**Problem**
Copy the entries exactly, leaving out nothing.

**Material shown**
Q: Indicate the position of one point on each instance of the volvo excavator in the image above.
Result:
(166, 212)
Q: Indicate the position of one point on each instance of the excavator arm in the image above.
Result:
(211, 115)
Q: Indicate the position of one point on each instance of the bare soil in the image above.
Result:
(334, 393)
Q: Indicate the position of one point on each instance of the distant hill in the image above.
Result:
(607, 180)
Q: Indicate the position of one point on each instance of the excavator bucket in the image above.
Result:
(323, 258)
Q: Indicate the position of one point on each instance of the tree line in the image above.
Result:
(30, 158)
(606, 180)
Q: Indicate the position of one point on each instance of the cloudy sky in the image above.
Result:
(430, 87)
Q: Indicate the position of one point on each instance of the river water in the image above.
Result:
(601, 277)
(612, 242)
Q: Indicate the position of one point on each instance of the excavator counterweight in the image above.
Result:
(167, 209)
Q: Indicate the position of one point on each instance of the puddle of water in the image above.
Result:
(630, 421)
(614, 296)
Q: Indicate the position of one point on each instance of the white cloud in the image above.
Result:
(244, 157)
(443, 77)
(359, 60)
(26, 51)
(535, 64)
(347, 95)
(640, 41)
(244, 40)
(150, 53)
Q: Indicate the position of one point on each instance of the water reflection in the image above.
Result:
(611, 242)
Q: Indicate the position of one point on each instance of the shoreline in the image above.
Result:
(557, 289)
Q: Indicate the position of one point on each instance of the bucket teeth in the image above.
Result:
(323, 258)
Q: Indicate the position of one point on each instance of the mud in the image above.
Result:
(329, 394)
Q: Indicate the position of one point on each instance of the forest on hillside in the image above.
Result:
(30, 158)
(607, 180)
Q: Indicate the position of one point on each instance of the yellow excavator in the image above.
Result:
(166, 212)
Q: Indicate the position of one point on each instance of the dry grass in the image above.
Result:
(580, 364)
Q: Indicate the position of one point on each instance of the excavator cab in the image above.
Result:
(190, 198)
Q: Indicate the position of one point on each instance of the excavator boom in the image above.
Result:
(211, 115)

**Written answer**
Q: Indicate the position of one point on each instance of the volvo excavator in the image above.
Result:
(166, 212)
Q: Indicate the position of one point on each instance of the excavator arm in the image above.
Result:
(211, 115)
Q: Indicate the position of one point on each instance of the bare soil in the image above.
Result:
(334, 393)
Q: Indicate the position of one point on each instance of the distant hill in the image above.
Result:
(607, 180)
Q: Indicate the position of one point on each instance of the excavator bucket in the image above.
Result:
(323, 258)
Q: Indicate the position of one point on each instance of the tree line in the image above.
Result:
(30, 158)
(606, 180)
Q: Indicate the position of one point on each instance of the cloudy sky in the image above.
Result:
(430, 87)
Q: Indicate the position of one point on each instance of the river water in the image above.
Result:
(601, 277)
(612, 242)
Q: Indicate the position of one point on each instance of the excavator counterweight in the image above.
Result:
(167, 209)
Q: Indicate the position of one point on each instance of the puddle of water in the image above.
Result:
(630, 421)
(614, 296)
Q: Indicate the position of one point on each instance of the white cloud in the image above.
Result:
(244, 157)
(443, 77)
(359, 60)
(26, 51)
(535, 64)
(347, 95)
(640, 41)
(244, 40)
(150, 53)
Q: Indicate the position of one point on each instance of the water reflection in the image above.
Result:
(611, 242)
Q: Indicate the position of one point on each instance of the shoreline in the image above.
Result:
(557, 289)
Q: Indicate the position of one point on each instance of the bucket teeth in the image above.
Result:
(323, 258)
Q: Indicate the position of one point on each instance of the mud in the image above.
Result:
(329, 394)
Q: Indicate the position of one point on each instance of the forest on hillside in the image above.
Result:
(30, 158)
(607, 180)
Q: Indicate the position of one point on each instance of the yellow excavator in the image above.
Result:
(166, 212)
Q: Indicate the position of one point on each instance of the dry grass in the image above.
Result:
(580, 364)
Q: Indicate the position of one point on each instance of the excavator cab in the image above.
Result:
(190, 198)
Q: Indicate the position of one point on each instance of the excavator boom in the image above.
Result:
(211, 115)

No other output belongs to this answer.